WHAT TO DO » Starting with the first line, output the data exactly through to the end.

SUPPLIED DATA Block Start

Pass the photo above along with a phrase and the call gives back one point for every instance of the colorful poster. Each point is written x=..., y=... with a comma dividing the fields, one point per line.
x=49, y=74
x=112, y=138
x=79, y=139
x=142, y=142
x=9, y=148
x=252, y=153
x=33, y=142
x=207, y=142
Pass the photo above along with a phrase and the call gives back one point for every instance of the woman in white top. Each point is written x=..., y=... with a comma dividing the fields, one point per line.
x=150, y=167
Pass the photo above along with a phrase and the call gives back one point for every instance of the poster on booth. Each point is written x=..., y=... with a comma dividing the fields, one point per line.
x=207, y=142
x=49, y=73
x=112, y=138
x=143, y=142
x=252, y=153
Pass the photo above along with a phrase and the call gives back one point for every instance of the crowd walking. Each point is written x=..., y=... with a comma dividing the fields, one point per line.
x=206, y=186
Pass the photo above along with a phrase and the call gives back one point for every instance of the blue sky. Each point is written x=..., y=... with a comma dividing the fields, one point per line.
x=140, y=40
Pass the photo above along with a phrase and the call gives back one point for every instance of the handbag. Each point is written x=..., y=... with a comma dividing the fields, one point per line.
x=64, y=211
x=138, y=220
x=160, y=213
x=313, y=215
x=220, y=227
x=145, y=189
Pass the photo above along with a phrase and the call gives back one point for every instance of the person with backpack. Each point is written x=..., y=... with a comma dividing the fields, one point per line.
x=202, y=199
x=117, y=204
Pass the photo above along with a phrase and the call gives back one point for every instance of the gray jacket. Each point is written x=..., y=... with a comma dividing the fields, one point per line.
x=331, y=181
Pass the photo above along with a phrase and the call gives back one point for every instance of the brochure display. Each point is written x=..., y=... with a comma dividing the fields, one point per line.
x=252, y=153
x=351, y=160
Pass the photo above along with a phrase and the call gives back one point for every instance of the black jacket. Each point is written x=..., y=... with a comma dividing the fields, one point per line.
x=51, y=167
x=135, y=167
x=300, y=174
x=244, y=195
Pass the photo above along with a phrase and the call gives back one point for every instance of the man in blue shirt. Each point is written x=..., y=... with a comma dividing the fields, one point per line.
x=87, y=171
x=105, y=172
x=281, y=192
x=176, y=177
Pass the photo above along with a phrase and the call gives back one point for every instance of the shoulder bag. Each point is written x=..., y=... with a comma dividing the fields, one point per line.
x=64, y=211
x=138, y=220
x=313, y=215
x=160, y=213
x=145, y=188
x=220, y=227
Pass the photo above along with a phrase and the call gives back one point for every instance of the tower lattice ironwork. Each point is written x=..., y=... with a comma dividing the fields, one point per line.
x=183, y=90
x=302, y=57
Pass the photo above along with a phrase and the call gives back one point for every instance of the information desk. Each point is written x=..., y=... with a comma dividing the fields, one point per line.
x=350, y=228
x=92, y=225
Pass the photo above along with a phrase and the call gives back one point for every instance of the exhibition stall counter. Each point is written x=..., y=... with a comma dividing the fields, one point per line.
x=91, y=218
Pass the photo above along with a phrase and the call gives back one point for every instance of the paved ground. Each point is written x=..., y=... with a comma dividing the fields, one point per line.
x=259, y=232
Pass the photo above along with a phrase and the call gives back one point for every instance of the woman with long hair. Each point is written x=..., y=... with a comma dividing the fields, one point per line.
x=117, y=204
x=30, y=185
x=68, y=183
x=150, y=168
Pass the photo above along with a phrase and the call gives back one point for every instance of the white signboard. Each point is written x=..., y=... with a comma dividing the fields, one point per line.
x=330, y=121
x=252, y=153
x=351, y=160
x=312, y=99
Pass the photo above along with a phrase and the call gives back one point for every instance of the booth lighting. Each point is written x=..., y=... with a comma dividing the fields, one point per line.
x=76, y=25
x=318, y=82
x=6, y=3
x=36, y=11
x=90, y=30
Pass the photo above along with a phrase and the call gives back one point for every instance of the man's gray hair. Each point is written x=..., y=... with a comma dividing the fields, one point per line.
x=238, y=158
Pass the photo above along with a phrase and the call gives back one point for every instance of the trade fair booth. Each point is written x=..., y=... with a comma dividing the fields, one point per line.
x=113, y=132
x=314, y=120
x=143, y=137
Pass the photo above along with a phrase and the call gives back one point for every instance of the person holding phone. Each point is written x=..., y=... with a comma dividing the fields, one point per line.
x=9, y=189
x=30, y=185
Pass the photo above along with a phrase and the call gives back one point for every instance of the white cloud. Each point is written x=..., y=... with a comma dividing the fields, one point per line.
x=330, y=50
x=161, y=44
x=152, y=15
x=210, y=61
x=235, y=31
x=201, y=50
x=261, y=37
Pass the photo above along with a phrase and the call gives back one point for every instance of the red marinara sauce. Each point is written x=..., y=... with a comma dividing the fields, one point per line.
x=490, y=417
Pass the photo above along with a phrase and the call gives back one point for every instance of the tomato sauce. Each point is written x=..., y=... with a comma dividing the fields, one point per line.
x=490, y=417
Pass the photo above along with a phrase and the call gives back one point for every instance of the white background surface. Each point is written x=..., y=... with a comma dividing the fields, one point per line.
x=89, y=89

SUPPLIED DATA Block End

EXERCISE SOLUTION »
Pass the photo above along with a phrase and the call gives back one point for every instance of the colorful poster. Each point is written x=..., y=... with a comma dividing the fields, one point per line.
x=49, y=74
x=112, y=138
x=79, y=139
x=142, y=142
x=9, y=148
x=252, y=153
x=33, y=142
x=207, y=142
Pass the photo above along with a phrase and the call gives back one point for every instance of the woman in white top. Each point is written x=..., y=... with a comma dividing the fields, one point per line.
x=150, y=167
Pass the photo above along with a phrase and the call gives back one point for every instance of the poster on booth. Each point is written x=..., y=... with a comma dividing the fields, one point per line.
x=207, y=142
x=49, y=73
x=112, y=138
x=143, y=142
x=252, y=153
Pass the photo above along with a phrase and the call gives back one point for every instance of the crowd walking. Each point is written x=..., y=... with a comma dividing the fields, one point per line.
x=206, y=186
Pass the photo above along with a phrase and the call gives back one point for every instance of the blue sky. Each point is written x=..., y=... with a comma dividing the fields, one point per line.
x=140, y=40
Pass the photo above along with a phrase and the call gives back one point for every instance of the handbag. Each point is written x=..., y=... with a comma dividing the fields, one point per line.
x=64, y=211
x=138, y=220
x=160, y=213
x=313, y=215
x=220, y=227
x=145, y=189
Pass the photo above along with a phrase and the call gives back one point for every instance of the person with backpack. Each point is written x=..., y=... with a comma dividing the fields, one point per line.
x=202, y=199
x=117, y=204
Pass the photo above along with a phrase and the call gives back one point for every instance of the gray jacket. Each point is written x=..., y=... with a comma dividing the fields, one point per line.
x=331, y=181
Pass the photo above along with a phrase and the call gives back one point for every instance of the brochure display. Each point is written x=..., y=... with a comma dividing the fields, one point per line.
x=252, y=153
x=351, y=160
Pass the photo above along with a phrase and the call gives back one point for every instance of the black jacket. Each point is written x=..., y=... with a comma dividing the fields, one point per line.
x=51, y=167
x=135, y=167
x=300, y=174
x=244, y=195
Pass the photo above along with a phrase and the call gives back one point for every instance of the man in blue shirt. Each point is written x=..., y=... with a comma dividing the fields, one point per line.
x=87, y=171
x=105, y=172
x=281, y=192
x=176, y=177
Pass the photo above along with a phrase and the call gives back one point for every instance of the shoulder bag. Each point is written x=..., y=... with a comma dividing the fields, one point per line.
x=64, y=211
x=138, y=220
x=313, y=215
x=160, y=213
x=145, y=188
x=220, y=227
Pass the photo above along with a phrase and the call gives back one point for every instance of the tower lattice ironwork. Each point is written x=..., y=... with a comma dividing the fields, one point per line.
x=183, y=90
x=302, y=57
Pass the photo above along with a phrase and the call gives back one point for every instance of the information desk. Each point is written x=..., y=... with a comma dividing the fields, one point per line.
x=350, y=228
x=92, y=225
Pass the photo above along with a phrase and the call gives back one point for every instance of the exhibition stall counter. Each point is written x=..., y=... with a comma dividing the fields, one point per line.
x=91, y=218
Pass the photo above along with a phrase and the call gives back one point for every instance of the paved ground. Each point is written x=..., y=... with a comma dividing the fields, one point per line.
x=259, y=232
Pass the photo above along with a phrase and the call gives back one point for every instance of the woman with long hair. Each point is written x=..., y=... with a comma dividing the fields, one point per line.
x=117, y=204
x=30, y=185
x=68, y=183
x=150, y=168
Pass the photo above along with a phrase and the call gives back one point for every instance of the white signboard. Each point is written x=..., y=... with a comma dividing the fields, one point per line.
x=330, y=121
x=252, y=153
x=351, y=160
x=312, y=99
Pass the photo above along with a phrase and the call gives back one point for every instance of the booth lighting. Each point is written x=..., y=... with a comma dividing the fields, one point per line.
x=76, y=25
x=318, y=82
x=6, y=3
x=36, y=11
x=90, y=30
Pass the photo above along with a phrase and the call gives back one point for every instance of the man's gray hair. Each point is written x=..., y=... with a comma dividing the fields, one point per line.
x=238, y=158
Pass the photo above along with a phrase and the call gives back one point for every instance of the trade fair booth. Each point is written x=..., y=... with a comma dividing the fields, one point per line.
x=113, y=132
x=314, y=120
x=143, y=137
Pass the photo above along with a phrase and the call gives back one point for every instance of the person holding phone. Each point is written x=..., y=... with a comma dividing the fields, one point per line.
x=9, y=189
x=30, y=185
Pass the photo above along with a phrase and the call gives back one point for every instance of the white cloud. Each point is written x=..., y=... with a comma dividing the fields, one point per line.
x=330, y=50
x=161, y=44
x=152, y=15
x=210, y=61
x=235, y=31
x=201, y=50
x=261, y=37
Pass the photo above along with a phrase and the call gives back one point for every instance of the red marinara sauce. Each point is written x=..., y=... with a comma dividing the fields, one point per line.
x=490, y=417
Pass the photo above along with a phrase and the call gives back one point for every instance of the tomato sauce. Each point is written x=..., y=... with a comma dividing the fields, one point per line.
x=490, y=417
Pass the photo above along with a phrase and the call gives back one point for every instance of the white background surface. Each point is written x=..., y=... with a comma dividing the fields, one point per line.
x=89, y=89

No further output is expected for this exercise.